PASSAGE PROVIDED >>
Lexical analyzer: an example

Lộc Nguyễn

4.71/5 (12 votes)

21 Nov 2014CPOL3 min read

190.8K

5.9K

A C program to scan source file for tokens

Download source code

→ You might want to have a look at Syntax analysis: an example after reading this.

Introduction

Lexical analyzer (or scanner) is a program to recognize tokens (also called symbols) from an input source file (or source code). Each token is a meaningful character string, such as a number, an operator, or an identifier.

This is the assignment: write a scanner following these lexical rules:

Case insensitive
All English letters (upper and lower), digits, and extra characters as seen below, plus whitespace
Identifiers
- begin with a letter, and continue with any number of letters
- assume no identifier is longer than 8 characters
Keywords (reserved), include: start finish then if repeat var int float do read print void return dummy program
Relational operators, include: == < > =!= => =<
Other operators, include: = : + - * / %
Delimiters, include: . ( ) , { } ; [ ]
Numbers:
- any sequence of decimal digits, no sign
- assume no number is longer than 8 digits
Other assumption:
- No whitespace needed to separate tokens except when this changes the tokens (as x y vs xy)
- Comments start with // and end with new line

Display tokens found, each with 3 fields: token type, token instance, and line number.

Other requirement:

Invocation of the program is:
scanner [filename]
where input source file is filename.lan (extension .lan is implicit).
Program will read the same data from keyboard via redirecting from a file if filename is not specified. For example, scanner < filename.lan
Perform necessary validations. For example, if found invalid symbols, show error message with line number, and then abort the program

Preparation

Plan

This is the Makefile that also shows the organization of the program files:

CC	= gcc
PROG	= scanner 

$(PROG): driveScanner.o scanner.o
	$(CC) -o $(PROG) driveScanner.o scanner.o

driveScanner.o : driveScanner.c token.h scanner.h
	$(CC) -c driveScanner.c

scanner.o : scanner.c token.h scanner.h symdef.h
	$(CC) -c scanner.c

.PHONY: clean

clean:
	/usr/bin/rm -rf core $(PROG) *.o

token.h defines MAX (= 8, max length of each word string), LIMIT (= 200, max number of word strings in an input source file), and declares token types (show later).

DATASET ROWS >>

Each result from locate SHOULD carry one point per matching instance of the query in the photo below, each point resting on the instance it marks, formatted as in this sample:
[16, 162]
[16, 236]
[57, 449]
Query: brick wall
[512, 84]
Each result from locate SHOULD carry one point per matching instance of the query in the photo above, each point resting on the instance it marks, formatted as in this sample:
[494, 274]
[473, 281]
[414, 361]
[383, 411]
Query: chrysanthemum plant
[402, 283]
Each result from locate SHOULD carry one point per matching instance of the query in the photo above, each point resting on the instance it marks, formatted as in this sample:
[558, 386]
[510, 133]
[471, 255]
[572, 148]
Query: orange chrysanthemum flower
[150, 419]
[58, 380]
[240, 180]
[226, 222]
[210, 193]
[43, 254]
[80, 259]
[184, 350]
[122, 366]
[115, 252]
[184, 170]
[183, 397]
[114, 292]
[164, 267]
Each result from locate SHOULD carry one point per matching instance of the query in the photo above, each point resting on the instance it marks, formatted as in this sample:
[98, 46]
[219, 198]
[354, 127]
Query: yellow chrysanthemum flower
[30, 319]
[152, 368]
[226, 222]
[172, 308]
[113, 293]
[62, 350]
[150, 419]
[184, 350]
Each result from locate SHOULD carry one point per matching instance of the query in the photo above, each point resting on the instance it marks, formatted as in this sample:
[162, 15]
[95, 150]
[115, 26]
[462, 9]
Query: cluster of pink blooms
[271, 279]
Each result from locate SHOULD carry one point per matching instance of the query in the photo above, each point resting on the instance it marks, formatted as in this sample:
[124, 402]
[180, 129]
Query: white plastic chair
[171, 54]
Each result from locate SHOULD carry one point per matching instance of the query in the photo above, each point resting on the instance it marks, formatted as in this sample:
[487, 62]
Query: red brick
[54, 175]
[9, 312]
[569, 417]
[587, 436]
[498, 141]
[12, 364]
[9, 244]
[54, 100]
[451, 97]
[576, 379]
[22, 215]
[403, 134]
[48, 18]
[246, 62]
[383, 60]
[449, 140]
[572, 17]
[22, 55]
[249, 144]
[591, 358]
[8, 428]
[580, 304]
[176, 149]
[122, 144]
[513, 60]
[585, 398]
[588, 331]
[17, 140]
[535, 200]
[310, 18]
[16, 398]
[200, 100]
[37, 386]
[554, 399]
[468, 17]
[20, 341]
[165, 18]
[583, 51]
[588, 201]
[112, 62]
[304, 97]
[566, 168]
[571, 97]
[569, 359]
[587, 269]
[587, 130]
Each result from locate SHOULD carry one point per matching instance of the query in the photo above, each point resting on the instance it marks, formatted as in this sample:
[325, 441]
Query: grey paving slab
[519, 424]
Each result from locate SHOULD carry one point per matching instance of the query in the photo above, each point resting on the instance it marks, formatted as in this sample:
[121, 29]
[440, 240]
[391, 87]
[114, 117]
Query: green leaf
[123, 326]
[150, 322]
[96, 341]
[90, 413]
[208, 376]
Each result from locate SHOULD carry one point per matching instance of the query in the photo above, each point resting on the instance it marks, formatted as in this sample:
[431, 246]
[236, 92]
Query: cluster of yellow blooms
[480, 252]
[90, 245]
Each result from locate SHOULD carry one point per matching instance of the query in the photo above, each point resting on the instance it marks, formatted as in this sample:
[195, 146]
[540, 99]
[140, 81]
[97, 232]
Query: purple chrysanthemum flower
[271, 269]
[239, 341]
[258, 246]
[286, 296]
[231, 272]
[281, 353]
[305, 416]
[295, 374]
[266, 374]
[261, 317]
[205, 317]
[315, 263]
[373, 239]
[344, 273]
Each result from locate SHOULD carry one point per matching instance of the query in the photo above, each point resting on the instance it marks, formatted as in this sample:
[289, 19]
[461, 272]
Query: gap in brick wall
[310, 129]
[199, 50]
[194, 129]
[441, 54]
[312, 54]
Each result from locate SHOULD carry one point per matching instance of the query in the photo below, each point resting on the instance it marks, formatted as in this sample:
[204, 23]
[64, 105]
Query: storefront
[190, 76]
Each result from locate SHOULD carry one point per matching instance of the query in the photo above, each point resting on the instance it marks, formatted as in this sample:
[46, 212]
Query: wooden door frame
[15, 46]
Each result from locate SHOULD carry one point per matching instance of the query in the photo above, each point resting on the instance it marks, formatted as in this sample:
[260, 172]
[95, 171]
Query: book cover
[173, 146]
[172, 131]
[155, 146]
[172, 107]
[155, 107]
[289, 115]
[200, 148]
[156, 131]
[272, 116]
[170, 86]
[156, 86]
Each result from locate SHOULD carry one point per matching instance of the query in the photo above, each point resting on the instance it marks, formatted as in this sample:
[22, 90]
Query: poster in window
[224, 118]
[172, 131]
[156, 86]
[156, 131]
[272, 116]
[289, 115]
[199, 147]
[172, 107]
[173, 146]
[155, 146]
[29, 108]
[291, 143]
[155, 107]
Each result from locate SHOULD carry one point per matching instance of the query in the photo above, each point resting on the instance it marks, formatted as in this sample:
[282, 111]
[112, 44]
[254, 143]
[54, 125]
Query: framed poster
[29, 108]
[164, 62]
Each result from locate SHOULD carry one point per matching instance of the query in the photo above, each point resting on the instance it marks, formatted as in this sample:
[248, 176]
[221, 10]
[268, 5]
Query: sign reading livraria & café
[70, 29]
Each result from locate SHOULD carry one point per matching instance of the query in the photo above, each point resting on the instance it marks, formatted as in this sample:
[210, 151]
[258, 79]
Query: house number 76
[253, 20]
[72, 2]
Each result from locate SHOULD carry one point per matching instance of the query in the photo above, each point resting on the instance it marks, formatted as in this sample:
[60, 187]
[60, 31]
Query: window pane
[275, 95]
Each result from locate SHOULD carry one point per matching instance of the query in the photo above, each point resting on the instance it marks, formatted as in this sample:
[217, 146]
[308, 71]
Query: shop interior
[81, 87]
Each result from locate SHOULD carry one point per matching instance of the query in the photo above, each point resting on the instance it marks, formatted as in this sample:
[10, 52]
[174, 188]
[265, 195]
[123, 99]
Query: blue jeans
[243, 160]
...
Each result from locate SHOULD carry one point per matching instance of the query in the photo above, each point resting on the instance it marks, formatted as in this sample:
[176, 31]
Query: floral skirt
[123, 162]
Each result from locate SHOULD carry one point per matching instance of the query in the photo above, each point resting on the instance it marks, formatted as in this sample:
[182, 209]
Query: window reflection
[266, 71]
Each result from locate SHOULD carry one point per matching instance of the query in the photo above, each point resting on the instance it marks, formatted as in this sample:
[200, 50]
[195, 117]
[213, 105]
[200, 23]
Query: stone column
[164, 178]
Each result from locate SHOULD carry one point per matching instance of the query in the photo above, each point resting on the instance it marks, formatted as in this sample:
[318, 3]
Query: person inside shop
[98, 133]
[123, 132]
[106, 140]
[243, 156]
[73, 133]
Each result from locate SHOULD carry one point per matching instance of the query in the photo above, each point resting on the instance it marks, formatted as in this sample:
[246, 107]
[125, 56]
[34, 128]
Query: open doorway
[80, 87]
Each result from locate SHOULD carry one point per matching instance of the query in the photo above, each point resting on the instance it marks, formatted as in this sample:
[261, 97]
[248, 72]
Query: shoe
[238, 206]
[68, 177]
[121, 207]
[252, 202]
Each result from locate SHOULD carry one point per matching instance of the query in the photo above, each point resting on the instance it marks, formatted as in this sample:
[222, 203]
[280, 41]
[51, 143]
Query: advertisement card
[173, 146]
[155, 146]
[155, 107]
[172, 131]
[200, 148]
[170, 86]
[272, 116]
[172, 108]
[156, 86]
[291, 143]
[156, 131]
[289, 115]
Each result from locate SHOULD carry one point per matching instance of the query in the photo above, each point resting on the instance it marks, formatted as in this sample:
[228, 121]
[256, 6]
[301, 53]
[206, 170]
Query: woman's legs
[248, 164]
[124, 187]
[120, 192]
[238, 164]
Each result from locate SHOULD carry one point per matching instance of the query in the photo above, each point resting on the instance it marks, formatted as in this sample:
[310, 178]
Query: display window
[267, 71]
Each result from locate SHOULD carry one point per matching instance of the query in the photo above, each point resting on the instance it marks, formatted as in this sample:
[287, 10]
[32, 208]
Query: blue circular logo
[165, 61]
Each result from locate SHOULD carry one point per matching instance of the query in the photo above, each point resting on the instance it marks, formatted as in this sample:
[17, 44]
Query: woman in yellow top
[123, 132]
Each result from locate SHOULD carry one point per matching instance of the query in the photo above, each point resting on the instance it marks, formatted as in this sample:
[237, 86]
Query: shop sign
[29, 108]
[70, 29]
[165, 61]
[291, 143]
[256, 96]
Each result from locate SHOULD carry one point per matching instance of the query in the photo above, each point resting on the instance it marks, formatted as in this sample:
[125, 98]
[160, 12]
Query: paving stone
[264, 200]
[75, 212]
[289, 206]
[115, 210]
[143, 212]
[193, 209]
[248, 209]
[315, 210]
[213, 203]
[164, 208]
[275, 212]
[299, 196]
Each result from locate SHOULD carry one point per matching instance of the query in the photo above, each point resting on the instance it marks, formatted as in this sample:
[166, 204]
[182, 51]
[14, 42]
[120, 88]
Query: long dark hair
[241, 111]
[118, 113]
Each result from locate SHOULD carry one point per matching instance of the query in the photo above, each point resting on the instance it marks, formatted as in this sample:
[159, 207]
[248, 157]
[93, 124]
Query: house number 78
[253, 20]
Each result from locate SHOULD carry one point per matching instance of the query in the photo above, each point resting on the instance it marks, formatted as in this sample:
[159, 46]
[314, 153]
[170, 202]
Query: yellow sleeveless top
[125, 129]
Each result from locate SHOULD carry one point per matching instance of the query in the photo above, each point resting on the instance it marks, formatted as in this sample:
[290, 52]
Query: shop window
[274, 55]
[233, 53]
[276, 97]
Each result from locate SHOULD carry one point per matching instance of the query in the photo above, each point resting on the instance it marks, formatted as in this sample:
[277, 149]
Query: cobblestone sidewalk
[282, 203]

EXERCISE TASK 1 >>
Using the lexical analyzer article, decide whether each statement agrees with it. Answer yes or no for each and quote the words that settle it.
(a) An identifier may begin with a digit.
(b) A comment starts with // and ends with a new line.
(c) token.h sets LIMIT to 200.
EXERCISE TASK 2 >> Translate this sentence from the lexical analyzer article into Spanish: "Each token is a meaningful character string, such as a number, an operator, or an identifier."

EXERCISE ANSWER 1 >>
(a) No: "begin with a letter, and continue with any number of letters"
(b) Yes: "Comments start with // and end with new line"
(c) Yes: "LIMIT (= 200, max number of word strings in an input source file)"

EXERCISE ANSWER 2 >> Cada token es una cadena de caracteres con significado, como un número, un operador o un identificador.